A Statuary Shakedown

About a month ago, after a discussion of the controversy surrounding Davy Crockett’s death, I asked my students a question related the past in the public present.  At the University of Texas at Austin, there are a few statues of Confederate leaders.  Robert E. Lee and Jefferson Davis are the most notable figures, but most folks would need to read the weathered inscriptions on the statues of Albert Johnson and John Reagan to discover any connection to the controversy of having Confederates (and some alleged sympathizers) on campus.  Since every few years at UT there are movements to have the statues removed, I asked my freshmen (a group, admittedly, composed mostly of whites and Hispanics) whether they thought the statues should be removed.  The response was mostly in the negative.  Students seemed to know that these figures’ legacies were complicated, but thought that the statues should remain.

So I was primed for a little essay when I saw this headline from the Austin-American Statesman.  Ralph Haurwitz wrote an interesting article titled “Confederate tributes linger,” that discussed the statuary situation on campus as well as the name of Simkins Residence Hall.  Simkins is a dormitory named after a UT law professor who served for thirty years and who, incidentally, happened to be a founding member of Florida’s Ku Klux Klan.  President Bill Powers recently established a committee to review the racial legacy of the physical elements on campus, and the committee’s report is to be presented at the end of June.  While the main goal is a proposal on what to do with the dormitory’s title, Gregory Vincent, the vice president for diversity, suggested some discussion regarding the statuary would take place.
= = =
* Exercise task 1 *
Please copy the records below, starting at the line that contains "Could you please point to the black cap" and running through the end of the records, with the requests included and 111 added to every coordinate in the answers.
= = =
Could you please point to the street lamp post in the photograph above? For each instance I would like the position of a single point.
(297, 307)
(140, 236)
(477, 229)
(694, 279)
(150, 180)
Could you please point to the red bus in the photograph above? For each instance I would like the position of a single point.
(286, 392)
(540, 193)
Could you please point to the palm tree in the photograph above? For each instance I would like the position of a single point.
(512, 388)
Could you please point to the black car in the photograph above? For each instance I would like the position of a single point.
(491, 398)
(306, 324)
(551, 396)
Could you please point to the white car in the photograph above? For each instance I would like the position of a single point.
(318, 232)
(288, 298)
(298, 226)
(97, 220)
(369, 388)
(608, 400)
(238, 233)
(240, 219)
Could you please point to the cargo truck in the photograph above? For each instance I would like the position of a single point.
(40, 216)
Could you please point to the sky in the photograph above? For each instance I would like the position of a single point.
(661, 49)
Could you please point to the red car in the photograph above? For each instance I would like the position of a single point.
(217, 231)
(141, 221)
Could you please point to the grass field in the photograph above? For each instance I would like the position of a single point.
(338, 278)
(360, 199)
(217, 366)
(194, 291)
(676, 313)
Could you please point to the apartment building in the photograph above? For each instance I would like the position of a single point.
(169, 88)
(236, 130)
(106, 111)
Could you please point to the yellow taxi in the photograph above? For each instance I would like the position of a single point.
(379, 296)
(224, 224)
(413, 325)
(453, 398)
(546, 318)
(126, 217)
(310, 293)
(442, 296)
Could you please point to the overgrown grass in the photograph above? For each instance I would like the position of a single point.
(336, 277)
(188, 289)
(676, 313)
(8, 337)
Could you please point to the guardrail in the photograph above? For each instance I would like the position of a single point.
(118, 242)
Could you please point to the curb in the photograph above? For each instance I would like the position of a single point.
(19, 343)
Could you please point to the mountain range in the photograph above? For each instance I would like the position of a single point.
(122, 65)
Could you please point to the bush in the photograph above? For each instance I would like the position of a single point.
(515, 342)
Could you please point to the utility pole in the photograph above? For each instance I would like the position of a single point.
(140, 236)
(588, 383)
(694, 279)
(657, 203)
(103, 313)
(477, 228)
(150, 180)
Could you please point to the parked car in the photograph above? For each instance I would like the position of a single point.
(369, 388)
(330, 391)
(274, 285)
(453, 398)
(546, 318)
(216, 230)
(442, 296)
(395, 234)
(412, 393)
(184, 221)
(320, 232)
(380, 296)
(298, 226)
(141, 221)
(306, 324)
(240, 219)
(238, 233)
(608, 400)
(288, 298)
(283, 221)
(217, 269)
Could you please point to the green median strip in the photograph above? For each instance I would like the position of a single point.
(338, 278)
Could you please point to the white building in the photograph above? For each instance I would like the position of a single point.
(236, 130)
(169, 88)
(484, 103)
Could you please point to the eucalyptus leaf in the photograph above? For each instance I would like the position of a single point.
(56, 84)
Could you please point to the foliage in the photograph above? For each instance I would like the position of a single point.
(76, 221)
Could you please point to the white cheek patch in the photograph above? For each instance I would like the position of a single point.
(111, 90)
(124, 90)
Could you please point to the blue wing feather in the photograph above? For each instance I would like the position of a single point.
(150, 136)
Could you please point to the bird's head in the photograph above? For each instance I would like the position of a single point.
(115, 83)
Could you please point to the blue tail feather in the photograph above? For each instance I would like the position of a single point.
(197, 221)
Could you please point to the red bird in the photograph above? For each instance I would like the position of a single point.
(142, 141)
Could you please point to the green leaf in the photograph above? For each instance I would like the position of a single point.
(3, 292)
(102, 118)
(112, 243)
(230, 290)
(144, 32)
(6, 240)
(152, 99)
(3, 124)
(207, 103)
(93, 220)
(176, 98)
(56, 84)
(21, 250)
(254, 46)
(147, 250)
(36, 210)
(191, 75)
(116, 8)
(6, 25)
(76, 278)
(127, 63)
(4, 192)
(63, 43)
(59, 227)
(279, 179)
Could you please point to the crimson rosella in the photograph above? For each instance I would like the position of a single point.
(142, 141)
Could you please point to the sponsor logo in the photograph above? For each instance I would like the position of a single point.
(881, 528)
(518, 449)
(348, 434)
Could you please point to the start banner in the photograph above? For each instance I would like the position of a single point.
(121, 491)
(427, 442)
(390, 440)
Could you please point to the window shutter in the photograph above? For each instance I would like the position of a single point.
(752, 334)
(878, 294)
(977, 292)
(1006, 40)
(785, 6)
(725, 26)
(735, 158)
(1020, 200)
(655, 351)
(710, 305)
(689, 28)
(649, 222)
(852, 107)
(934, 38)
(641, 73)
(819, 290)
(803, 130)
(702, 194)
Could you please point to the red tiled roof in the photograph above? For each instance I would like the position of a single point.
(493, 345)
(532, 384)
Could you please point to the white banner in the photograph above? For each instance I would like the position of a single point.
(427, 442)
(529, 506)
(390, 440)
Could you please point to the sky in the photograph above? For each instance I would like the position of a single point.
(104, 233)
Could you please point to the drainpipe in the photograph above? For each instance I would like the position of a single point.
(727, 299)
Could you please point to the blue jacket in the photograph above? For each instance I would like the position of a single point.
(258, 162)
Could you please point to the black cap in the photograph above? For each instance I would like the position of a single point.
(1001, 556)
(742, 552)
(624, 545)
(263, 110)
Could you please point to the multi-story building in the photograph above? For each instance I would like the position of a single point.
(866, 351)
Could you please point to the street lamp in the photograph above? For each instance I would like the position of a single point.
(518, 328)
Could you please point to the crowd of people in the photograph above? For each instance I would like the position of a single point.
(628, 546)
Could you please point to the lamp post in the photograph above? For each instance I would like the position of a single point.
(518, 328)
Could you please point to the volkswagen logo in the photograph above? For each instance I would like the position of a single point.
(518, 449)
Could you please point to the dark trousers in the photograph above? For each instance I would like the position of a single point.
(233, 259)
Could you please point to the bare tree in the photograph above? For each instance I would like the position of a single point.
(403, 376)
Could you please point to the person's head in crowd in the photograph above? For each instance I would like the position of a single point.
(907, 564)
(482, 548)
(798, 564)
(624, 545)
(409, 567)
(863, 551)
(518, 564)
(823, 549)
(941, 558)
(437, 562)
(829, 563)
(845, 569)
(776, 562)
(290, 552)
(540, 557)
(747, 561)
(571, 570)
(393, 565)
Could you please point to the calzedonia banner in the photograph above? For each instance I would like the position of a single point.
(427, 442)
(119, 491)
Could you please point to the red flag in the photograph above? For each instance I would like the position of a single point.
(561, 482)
= = =
* Exercise task 2 *
Rewrite the passage of the statuary essay starting at "So I was primed" and ending at "would take place.", substituting "residence hall" for each "dormitory".

* Finished answer 1 *
Could you please point to the black cap in the photograph above? For each instance I would like the position of a single point.
(1112, 667)
(853, 663)
(735, 656)
(374, 221)
Could you please point to the multi-story building in the photograph above? For each instance I would like the position of a single point.
(977, 462)
Could you please point to the street lamp in the photograph above? For each instance I would like the position of a single point.
(629, 439)
Could you please point to the crowd of people in the photograph above? For each instance I would like the position of a single point.
(739, 657)
Could you please point to the lamp post in the photograph above? For each instance I would like the position of a single point.
(629, 439)
Could you please point to the volkswagen logo in the photograph above? For each instance I would like the position of a single point.
(629, 560)
Could you please point to the dark trousers in the photograph above? For each instance I would like the position of a single point.
(344, 370)
Could you please point to the bare tree in the photograph above? For each instance I would like the position of a single point.
(514, 487)
Could you please point to the person's head in crowd in the photograph above? For each instance I would like the position of a single point.
(1018, 675)
(593, 659)
(909, 675)
(735, 656)
(520, 678)
(974, 662)
(629, 675)
(934, 660)
(1052, 669)
(548, 673)
(940, 674)
(956, 680)
(887, 673)
(401, 663)
(651, 668)
(858, 672)
(682, 681)
(504, 676)
Could you please point to the calzedonia banner in the photograph above? For each instance I would like the position of a single point.
(538, 553)
(230, 602)
Could you please point to the red flag in the photograph above? For each instance I would like the position of a single point.
(672, 593)

* Finished answer 2 *
So I was primed for a little essay when I saw this headline from the Austin-American Statesman.  Ralph Haurwitz wrote an interesting article titled “Confederate tributes linger,” that discussed the statuary situation on campus as well as the name of Simkins Residence Hall.  Simkins is a residence hall named after a UT law professor who served for thirty years and who, incidentally, happened to be a founding member of Florida’s Ku Klux Klan.  President Bill Powers recently established a committee to review the racial legacy of the physical elements on campus, and the committee’s report is to be presented at the end of June.  While the main goal is a proposal on what to do with the residence hall’s title, Gregory Vincent, the vice president for diversity, suggested some discussion regarding the statuary would take place.